§ **PROBLEM REQUIREMENTS**
In the listing below, start your output at the line with "Please drop a marker on the wooden door" and end it after the line with "Please drop a marker on the metal", copying every line exactly.

§ **PROVIDED RECORDS**
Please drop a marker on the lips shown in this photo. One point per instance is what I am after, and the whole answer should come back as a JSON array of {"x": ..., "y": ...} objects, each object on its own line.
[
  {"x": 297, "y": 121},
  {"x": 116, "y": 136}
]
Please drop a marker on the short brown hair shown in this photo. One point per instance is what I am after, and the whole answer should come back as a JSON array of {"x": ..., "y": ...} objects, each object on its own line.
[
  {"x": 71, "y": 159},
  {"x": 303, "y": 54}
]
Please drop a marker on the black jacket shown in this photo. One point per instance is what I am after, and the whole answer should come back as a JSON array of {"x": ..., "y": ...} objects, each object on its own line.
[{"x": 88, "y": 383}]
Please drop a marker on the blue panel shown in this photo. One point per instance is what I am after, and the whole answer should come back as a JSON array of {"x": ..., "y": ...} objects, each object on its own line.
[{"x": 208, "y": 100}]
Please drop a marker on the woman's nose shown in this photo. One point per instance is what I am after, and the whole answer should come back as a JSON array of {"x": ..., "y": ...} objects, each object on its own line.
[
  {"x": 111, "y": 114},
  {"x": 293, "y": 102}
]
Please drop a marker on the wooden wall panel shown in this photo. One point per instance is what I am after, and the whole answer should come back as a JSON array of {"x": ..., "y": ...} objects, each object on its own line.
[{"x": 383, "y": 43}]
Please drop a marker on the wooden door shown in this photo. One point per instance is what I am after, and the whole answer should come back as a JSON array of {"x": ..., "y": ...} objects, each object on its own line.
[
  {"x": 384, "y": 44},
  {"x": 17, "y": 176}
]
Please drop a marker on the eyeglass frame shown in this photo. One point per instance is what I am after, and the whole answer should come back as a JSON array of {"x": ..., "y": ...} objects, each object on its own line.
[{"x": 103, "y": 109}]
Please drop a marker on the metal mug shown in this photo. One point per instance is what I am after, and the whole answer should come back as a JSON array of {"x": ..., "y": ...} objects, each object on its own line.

---

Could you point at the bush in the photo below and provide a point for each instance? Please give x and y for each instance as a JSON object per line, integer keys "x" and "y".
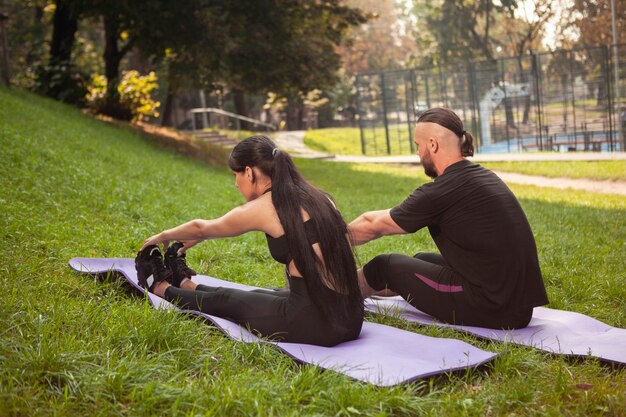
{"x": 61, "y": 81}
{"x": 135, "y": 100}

§ **RESULT FOR THIS TASK**
Please drop a marker on the wooden door shown in this photo. One point per instance is what I am after, and the whole answer should come back as a JSON array of {"x": ..., "y": ...} objects, each object on its own line.
[
  {"x": 384, "y": 44},
  {"x": 17, "y": 176}
]
Please drop a marker on the eyeglass frame shown in this photo. One point per instance is what I am after, and the whole answer should come back as a JSON array of {"x": ..., "y": ...} objects, each object on its own line.
[{"x": 103, "y": 109}]
Please drop a marker on the metal mug shown in this photo. One point per instance is what I am after, and the whole answer should come back as a JSON array of {"x": ..., "y": ...} objects, each object on its own line.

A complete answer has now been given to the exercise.